- [EXERCISE PROMPT] Copy all of the records below word for word, line by line, with nothing changed.

==== RECORDS FOR THE EXERCISE ====

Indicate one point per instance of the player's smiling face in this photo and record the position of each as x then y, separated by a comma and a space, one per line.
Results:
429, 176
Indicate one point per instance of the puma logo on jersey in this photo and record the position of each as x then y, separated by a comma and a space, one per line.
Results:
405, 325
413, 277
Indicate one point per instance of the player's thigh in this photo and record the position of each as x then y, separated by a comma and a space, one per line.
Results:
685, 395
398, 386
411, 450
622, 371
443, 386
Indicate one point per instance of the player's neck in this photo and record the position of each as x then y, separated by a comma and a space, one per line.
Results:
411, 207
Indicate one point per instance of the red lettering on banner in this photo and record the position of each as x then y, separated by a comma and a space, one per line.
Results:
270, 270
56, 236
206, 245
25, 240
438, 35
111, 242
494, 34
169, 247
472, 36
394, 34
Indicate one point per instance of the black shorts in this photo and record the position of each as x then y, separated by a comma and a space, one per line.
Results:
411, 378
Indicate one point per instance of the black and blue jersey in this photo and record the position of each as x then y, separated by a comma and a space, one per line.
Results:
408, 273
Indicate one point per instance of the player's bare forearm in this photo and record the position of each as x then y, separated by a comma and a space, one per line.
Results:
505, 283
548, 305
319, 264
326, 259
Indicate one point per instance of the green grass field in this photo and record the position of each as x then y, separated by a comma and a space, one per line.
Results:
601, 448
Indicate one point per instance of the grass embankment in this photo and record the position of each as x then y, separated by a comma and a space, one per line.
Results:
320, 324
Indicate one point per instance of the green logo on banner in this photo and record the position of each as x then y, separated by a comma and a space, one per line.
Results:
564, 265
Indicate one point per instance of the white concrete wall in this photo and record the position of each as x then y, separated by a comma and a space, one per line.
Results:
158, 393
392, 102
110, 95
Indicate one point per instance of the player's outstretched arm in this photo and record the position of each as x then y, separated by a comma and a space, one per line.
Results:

====

- [SOLVED PROBLEM]
Indicate one point per instance of the player's smiling face in this photo and record the position of each as x then y, separated by a comma and a space, one per line.
Results:
429, 176
Indicate one point per instance of the puma logo on jersey in this photo and record the position of each as x then y, separated by a comma and a space, one per line.
Results:
405, 325
413, 277
Indicate one point per instance of the player's thigh in this photo and record the position of each as x then y, separated by a comma and a space, one per line.
Results:
685, 395
398, 386
411, 450
622, 371
443, 386
Indicate one point per instance of the player's neck in this photo and record the position of each as x then y, separated by a comma and a space, one per line.
Results:
411, 207
Indicate one point per instance of the red lettering on banner in this photo and record the position of each as x then y, separated by a comma and a space, one per line.
Results:
270, 270
56, 236
206, 245
25, 240
438, 35
111, 242
494, 34
169, 247
472, 36
394, 34
Indicate one point per instance of the black shorts in this photo and record the position of each as x then y, separated by a comma and a space, one per line.
Results:
411, 378
Indicate one point per instance of the black and blue jersey in this photo and record the position of each as x then y, separated by a comma and a space, one per line.
Results:
408, 273
Indicate one point per instance of the player's bare forearm in this photo and record the position of each as x then y, separated by a comma and a space, one per line.
Results:
505, 283
548, 305
319, 264
326, 259
Indicate one point per instance of the green grass field in this photo and record the position of each as x then y, separated by a comma and a space, one per line.
Results:
601, 448
Indicate one point per instance of the grass embankment in this photo and record the position of each as x then y, separated by a comma and a space, one per line.
Results:
320, 324
Indicate one point per instance of the green logo on banner in this photo and record the position of each as x then y, separated by a comma and a space, one per line.
Results:
564, 265
Indicate one point per instance of the white concrete wall in this photo and record the position of each as x then y, separated by a comma and a space, one per line.
Results:
158, 393
392, 102
110, 95
Indicate one point per instance of the player's outstretched arm in this photo and record the position of each as x then y, separated by a comma and a space, one per line.
Results:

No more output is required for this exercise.